Doing Too Much?

Doing Too Much?

What Overtraining Is And How It Affects Your Running Goals

Exercise is always good for you, right? The truth is that too much of anything isn’t good for anyone. If you are training for a marathon or a racing event and going overboard, you are working against your goals instead of toward them. Training for a marathon is a deep commitment, but that doesn’t mean that you should strap on your shoes even when you least feel like it. Knowing when to push yourself, and when not to, is about learning to listen to the signals that your body is sending you.

What is overtraining?

Overtraining is a condition where you aren’t allowing your body enough time to heal and repair itself. Not many people think of endurance running as muscle building, but it is. When you go out for a long run, what you do is break down muscle tissue. That tissue needs to repair itself, and in doing so, it creates more muscle fibers that make you stronger and increase your endurance capacity. If you don’t allow your muscles time to heal, you are weakening your immune system, decreasing your muscle strength, and setting yourself up for either illness or injury. In either case, if you aren’t giving yourself enough time to recover, you are working against your running goals.

How long should you take in-between runs?

The tiny tears that you make in your muscle fiber during running take a minimum of 48-72 hours to repair themselves. If you do long distance runs every day, you are not allowing the muscle to recover successfully. That can lead to a breakdown of your muscle fiber, leaving you vulnerable to injury. When training, it is important to give yourself at minimum of 48 in between your long runs for your muscles to repair and recoup. Most of us have a really hard time taking the time off, but the good news is that you don’t have to. Just because you can’t go for your long runs, that does not mean that you can’t be working toward your ultimate goal. On the off days take the time to do weight training on other crucial muscles. Your core musculature is an integral part of keeping you strong and injury free. When possible, use your non-long run days to do upper body strength exercises and to build core muscles that highlight balance and flexibility. Even if you are not a “gym” person, it is important to weight training to keep all those other parts of your body that are active during running capable of keeping pace.

What are the symptoms of overtraining?

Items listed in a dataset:
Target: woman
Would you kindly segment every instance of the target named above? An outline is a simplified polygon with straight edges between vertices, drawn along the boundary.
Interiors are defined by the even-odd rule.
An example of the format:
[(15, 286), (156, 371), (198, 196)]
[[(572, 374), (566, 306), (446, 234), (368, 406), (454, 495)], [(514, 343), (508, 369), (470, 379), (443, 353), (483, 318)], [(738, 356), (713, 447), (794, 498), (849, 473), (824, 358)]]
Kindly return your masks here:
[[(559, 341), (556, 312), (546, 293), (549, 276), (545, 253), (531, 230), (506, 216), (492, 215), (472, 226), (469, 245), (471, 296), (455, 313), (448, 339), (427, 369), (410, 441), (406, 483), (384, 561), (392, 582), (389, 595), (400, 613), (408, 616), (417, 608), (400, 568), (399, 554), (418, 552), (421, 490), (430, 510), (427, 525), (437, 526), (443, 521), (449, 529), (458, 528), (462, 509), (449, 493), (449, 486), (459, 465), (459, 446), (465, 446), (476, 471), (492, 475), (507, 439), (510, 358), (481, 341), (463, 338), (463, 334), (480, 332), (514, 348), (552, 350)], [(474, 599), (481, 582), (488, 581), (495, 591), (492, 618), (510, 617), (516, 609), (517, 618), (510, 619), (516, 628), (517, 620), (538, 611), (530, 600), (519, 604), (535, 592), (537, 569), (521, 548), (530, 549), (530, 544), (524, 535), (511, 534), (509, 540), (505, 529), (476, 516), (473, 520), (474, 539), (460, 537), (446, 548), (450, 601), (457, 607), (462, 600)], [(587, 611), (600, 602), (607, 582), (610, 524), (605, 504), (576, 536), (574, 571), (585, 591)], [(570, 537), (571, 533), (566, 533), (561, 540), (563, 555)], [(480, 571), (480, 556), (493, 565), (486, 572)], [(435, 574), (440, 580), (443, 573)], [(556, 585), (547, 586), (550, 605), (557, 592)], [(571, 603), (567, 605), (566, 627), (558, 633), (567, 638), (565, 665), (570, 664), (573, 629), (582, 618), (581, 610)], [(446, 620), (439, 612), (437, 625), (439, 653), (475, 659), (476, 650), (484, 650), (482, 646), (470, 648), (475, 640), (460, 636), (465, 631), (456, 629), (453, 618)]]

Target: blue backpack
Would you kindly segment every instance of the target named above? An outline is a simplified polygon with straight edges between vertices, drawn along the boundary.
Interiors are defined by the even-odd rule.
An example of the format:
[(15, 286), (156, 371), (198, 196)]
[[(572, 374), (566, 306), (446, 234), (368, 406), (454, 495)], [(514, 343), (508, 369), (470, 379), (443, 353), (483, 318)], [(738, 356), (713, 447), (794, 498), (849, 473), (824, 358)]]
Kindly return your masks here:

Task requirements:
1/ Please answer these questions from the overtraining article:
(a) According to the article, what does a long run do to muscle tissue?
(b) What is the minimum time the article gives for the tiny tears in muscle fiber to repair themselves?
(c) What kinds of exercise does the article recommend for the days without a long run?
2/ Extend the overtraining article past its final heading, "What are the symptoms of overtraining?"

Responses for each task:
1/
(a) It breaks down muscle tissue, which then repairs itself and creates more muscle fibers.
(b) 48-72 hours.
(c) Weight training on other crucial muscles, including upper body strength exercises and core exercises that highlight balance and flexibility.

2/
There are many signs of overtraining; the problem is that usually by the time you recognize them, the damage has been done. When you overtrain, you may feel extremely exhausted, or perpetually sore. Not giving your muscles time to recover, you will likely feel achy all over, instead of feeling any particular muscle soreness. Also, those who overtrain may start to accumulate things called “trigger points”. They are points in the muscle where the nerve tissue fires constantly. You can sometimes physically feel a trigger point, and sometimes you can’t. In some cases, a trigger point can lead to something called referred pain, which can happen anywhere throughout the body and it may be difficult to detect its origination. Usually, they happen in the hamstrings, the shoulder blades, and sometimes in the calf muscles. They are a response to repetition without rest and weaknesses in the body. When your muscles are weak, they respond by becoming short and tight. That can lead to trigger points or tiny muscle knots of firing nerve bundles. Other extreme symptoms can manifest themselves in things like weight loss, hair loss and sometimes even loss of appetite.

Plan your rest

The good thing about overtraining is that it is an easy thing to avoid. By taking a couple of days off in between your long runs and listening to your body when it is saying it has had enough, you can keep yourself off of the injured list. It is also important to get the proper nutrition, especially protein, which is imperative for muscle growth. By taking care of yourself when training, you can ensure that you never succumb to overtraining, and take yourself out of the running before the event even happens.